__Exercise goal__: Leave out every picture, and output exactly the lines from the line containing "Locate the gravel" through the last line of the data.

— Begin Dataset entries —

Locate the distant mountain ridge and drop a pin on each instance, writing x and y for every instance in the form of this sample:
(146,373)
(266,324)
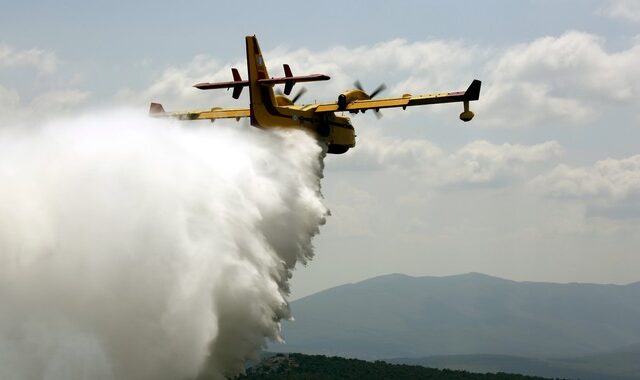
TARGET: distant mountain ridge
(401,316)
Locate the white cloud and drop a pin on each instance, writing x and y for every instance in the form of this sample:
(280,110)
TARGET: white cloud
(45,62)
(625,9)
(563,80)
(569,78)
(59,100)
(476,163)
(405,67)
(607,181)
(50,103)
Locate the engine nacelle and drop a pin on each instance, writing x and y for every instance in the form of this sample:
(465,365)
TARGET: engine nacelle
(349,96)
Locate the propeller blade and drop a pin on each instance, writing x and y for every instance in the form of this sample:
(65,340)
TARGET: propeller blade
(301,92)
(378,90)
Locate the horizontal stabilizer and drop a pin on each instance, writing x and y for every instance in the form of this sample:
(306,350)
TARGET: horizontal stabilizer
(294,79)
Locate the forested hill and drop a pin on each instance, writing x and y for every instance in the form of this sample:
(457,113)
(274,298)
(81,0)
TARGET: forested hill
(320,367)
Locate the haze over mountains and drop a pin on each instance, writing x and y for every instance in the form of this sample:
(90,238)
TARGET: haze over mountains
(398,316)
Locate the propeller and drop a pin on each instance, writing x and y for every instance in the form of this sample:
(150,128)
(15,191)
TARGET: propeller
(297,96)
(375,92)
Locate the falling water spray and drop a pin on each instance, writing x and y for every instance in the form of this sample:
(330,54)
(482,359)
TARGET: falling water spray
(134,248)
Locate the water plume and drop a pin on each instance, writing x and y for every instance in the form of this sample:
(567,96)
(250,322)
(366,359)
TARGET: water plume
(136,248)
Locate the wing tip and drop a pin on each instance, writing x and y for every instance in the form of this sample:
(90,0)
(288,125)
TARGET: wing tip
(156,108)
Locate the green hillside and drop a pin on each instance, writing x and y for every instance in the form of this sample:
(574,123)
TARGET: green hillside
(402,316)
(318,367)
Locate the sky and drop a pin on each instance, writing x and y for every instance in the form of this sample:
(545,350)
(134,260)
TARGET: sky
(543,185)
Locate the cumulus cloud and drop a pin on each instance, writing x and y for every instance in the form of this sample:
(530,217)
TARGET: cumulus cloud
(50,103)
(625,9)
(43,61)
(559,79)
(407,66)
(478,163)
(607,181)
(556,80)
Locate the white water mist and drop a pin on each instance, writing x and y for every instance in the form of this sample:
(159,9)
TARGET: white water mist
(134,248)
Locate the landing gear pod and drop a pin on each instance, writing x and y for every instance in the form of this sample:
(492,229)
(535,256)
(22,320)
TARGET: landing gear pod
(466,115)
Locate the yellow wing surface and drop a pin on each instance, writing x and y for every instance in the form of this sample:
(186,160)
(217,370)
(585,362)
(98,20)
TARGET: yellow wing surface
(157,110)
(407,100)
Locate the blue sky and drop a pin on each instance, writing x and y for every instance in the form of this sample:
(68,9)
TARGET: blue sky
(543,185)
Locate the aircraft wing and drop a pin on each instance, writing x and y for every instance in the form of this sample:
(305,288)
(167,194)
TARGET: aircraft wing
(156,110)
(472,93)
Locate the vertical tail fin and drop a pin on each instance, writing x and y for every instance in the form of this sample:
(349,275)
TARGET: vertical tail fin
(262,97)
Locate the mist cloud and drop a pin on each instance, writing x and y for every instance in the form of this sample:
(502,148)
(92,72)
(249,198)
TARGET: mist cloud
(133,248)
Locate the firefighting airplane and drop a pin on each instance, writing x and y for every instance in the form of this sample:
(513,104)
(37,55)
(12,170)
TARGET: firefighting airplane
(269,109)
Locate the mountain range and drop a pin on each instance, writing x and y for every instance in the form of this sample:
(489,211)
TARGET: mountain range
(471,318)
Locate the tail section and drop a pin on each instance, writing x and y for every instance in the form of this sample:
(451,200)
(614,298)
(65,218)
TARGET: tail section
(262,96)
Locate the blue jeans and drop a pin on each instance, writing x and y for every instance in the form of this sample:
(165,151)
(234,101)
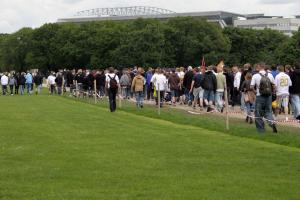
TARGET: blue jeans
(219,101)
(263,109)
(295,99)
(22,87)
(28,86)
(249,108)
(188,95)
(139,98)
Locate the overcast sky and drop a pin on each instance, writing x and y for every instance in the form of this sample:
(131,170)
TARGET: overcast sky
(15,14)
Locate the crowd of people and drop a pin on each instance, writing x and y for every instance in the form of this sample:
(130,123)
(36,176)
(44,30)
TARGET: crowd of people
(261,91)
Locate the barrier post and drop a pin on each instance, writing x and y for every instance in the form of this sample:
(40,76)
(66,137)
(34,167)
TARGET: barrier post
(62,87)
(95,90)
(227,107)
(158,98)
(120,97)
(76,84)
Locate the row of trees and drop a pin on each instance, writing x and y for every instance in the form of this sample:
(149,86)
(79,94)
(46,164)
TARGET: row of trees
(143,42)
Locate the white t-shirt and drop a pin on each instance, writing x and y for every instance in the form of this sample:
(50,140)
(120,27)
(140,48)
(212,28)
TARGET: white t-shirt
(51,80)
(160,81)
(4,80)
(255,82)
(237,80)
(111,77)
(282,83)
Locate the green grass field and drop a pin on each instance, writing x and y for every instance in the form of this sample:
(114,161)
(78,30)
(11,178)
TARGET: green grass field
(58,148)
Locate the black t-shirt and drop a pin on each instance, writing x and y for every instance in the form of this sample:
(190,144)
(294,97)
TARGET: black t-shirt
(198,78)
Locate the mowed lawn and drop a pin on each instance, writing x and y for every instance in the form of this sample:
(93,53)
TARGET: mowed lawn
(57,148)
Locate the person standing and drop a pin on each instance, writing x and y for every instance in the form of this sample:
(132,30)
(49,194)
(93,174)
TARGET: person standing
(295,91)
(210,87)
(38,81)
(59,83)
(196,88)
(4,83)
(125,83)
(264,84)
(221,87)
(12,82)
(249,97)
(137,87)
(22,83)
(112,86)
(29,80)
(283,83)
(174,83)
(51,83)
(159,80)
(187,82)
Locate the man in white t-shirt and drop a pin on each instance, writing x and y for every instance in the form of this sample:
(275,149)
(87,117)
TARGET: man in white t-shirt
(112,86)
(4,83)
(263,104)
(283,83)
(160,82)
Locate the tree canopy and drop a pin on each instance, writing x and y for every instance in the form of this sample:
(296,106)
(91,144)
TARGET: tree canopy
(176,42)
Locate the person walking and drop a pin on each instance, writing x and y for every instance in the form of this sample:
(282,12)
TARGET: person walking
(283,83)
(4,83)
(59,83)
(264,84)
(174,83)
(125,83)
(137,87)
(295,91)
(38,81)
(22,82)
(12,82)
(112,86)
(210,87)
(51,83)
(196,88)
(249,97)
(221,87)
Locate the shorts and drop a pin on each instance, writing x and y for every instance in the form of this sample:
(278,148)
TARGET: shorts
(283,100)
(174,93)
(209,95)
(198,93)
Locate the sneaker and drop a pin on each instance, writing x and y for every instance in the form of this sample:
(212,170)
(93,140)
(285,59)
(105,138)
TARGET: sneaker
(274,128)
(247,119)
(209,109)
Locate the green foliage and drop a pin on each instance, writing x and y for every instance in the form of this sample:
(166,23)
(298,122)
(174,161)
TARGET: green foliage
(64,149)
(177,42)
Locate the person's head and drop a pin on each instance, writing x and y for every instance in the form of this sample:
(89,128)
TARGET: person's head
(288,68)
(219,69)
(247,66)
(235,69)
(260,66)
(248,76)
(274,68)
(280,68)
(111,70)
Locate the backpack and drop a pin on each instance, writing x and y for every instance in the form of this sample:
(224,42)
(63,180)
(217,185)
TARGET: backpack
(113,82)
(265,86)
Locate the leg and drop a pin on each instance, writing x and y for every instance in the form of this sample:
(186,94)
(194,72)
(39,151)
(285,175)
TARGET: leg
(259,113)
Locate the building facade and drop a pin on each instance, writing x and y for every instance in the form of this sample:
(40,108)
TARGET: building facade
(285,25)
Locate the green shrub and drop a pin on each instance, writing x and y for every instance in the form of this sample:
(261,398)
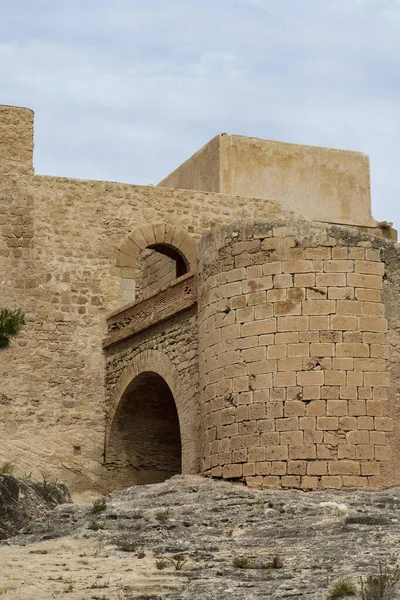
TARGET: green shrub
(7,468)
(342,588)
(49,489)
(383,585)
(11,322)
(95,526)
(162,516)
(99,506)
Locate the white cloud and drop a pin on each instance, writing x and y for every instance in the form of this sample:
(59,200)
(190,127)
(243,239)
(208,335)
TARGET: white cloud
(126,90)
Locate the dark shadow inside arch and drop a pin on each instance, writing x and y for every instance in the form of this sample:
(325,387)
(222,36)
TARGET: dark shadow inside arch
(181,264)
(144,445)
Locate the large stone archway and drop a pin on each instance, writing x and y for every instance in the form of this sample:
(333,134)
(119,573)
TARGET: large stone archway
(151,430)
(158,236)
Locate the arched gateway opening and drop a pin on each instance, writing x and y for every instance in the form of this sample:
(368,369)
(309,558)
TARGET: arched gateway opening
(144,443)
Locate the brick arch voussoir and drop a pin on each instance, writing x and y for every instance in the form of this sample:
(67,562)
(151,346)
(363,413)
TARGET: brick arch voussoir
(156,361)
(151,234)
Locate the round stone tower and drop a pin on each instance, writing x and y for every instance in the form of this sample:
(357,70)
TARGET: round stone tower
(293,356)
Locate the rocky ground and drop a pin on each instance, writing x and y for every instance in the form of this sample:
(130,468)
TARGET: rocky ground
(191,538)
(22,500)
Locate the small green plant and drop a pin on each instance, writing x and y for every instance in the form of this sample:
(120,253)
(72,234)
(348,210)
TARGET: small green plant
(162,516)
(178,561)
(11,322)
(99,506)
(342,588)
(49,489)
(161,563)
(383,585)
(7,468)
(95,526)
(241,562)
(276,562)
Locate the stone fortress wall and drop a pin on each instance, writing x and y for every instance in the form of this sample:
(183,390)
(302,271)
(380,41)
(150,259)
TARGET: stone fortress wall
(294,356)
(62,260)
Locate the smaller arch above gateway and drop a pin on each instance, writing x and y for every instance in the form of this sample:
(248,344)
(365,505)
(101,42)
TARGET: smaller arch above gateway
(170,240)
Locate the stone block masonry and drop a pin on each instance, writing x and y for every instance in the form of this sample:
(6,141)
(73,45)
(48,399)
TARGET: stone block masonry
(286,374)
(294,357)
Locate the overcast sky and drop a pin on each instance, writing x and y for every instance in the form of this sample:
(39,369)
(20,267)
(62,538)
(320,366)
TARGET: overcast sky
(126,90)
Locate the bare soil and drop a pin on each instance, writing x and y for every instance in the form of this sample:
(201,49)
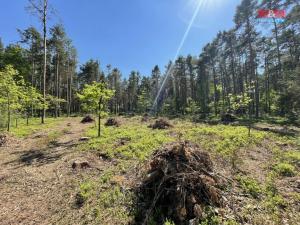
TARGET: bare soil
(37,182)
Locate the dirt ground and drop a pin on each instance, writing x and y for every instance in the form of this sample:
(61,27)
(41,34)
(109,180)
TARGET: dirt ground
(37,182)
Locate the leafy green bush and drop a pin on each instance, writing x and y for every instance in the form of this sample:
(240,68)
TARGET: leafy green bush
(285,169)
(275,202)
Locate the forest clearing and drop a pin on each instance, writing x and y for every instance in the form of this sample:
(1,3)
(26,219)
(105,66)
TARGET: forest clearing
(191,117)
(39,184)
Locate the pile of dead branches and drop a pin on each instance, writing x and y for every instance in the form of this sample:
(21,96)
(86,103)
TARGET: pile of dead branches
(112,122)
(87,119)
(161,124)
(179,184)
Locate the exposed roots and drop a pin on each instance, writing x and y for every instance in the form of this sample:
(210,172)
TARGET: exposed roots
(179,184)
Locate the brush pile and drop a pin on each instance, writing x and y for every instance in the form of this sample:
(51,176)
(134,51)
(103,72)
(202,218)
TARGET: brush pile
(180,182)
(161,124)
(112,122)
(87,119)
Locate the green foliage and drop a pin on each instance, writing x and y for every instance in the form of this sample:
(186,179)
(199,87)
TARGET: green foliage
(53,102)
(270,187)
(10,92)
(94,97)
(142,140)
(24,130)
(85,191)
(249,186)
(192,107)
(273,203)
(169,222)
(285,169)
(222,139)
(292,157)
(240,102)
(144,103)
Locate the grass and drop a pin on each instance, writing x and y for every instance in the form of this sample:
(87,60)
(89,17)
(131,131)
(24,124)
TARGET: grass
(111,200)
(250,186)
(35,125)
(285,169)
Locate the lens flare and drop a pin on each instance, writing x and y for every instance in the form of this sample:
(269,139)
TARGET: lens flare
(200,4)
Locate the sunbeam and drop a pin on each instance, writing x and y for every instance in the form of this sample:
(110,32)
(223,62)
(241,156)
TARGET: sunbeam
(200,4)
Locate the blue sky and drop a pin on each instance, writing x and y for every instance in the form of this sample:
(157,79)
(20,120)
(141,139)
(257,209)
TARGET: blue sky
(128,34)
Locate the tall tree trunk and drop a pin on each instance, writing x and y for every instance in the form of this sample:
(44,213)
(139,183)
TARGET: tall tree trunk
(278,72)
(68,92)
(99,117)
(45,58)
(8,113)
(215,91)
(57,87)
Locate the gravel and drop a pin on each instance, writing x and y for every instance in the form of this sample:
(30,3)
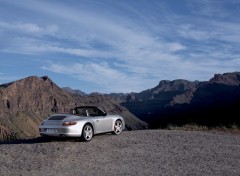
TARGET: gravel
(144,152)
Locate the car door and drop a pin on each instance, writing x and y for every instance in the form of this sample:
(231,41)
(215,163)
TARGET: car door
(102,122)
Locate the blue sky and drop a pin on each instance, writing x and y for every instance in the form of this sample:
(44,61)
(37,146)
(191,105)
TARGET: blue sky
(118,45)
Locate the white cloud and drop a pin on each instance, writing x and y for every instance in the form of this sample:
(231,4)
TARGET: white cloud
(102,75)
(28,28)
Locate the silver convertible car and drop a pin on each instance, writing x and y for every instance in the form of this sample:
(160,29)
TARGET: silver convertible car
(83,121)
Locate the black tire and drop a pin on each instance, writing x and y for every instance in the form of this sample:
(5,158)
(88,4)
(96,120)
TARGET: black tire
(87,132)
(118,127)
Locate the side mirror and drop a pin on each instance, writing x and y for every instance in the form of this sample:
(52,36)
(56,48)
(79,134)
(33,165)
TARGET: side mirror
(72,111)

— End Dataset entries —

__Worked answer__:
Locate the gravel and drop a pin on each instance, writing x and y for every instance in the form of this sample:
(30,3)
TARGET: gravel
(144,152)
Locate the car door and drop a pin on each instance, writing x and y for every instance in the form of this sample:
(231,41)
(215,163)
TARGET: car door
(102,122)
Locate the blue sky and drop a pin on each instance, writing x and y for every instance in the form of this sample:
(44,61)
(37,146)
(191,105)
TARGET: blue sky
(118,45)
Locate the white cloud and drop a pin on each instance, writing x and y for every instance in the form of this sample:
(231,4)
TARGET: white cloud
(102,75)
(28,28)
Locate the silver convertible car and drop a pin on each instance, writing x and y for every instance in the form of this sample:
(160,29)
TARGET: silver convertible car
(83,121)
Locate the black tire and drop a pin on each instance, writing x and y for every instance in the form of this sample:
(5,158)
(88,4)
(96,120)
TARGET: black tire
(87,132)
(118,127)
Locate the side mirror and drop a pin on each instance, writing x and y for every instance in the form of this sample:
(52,36)
(56,48)
(79,134)
(33,165)
TARGET: side mirror
(72,111)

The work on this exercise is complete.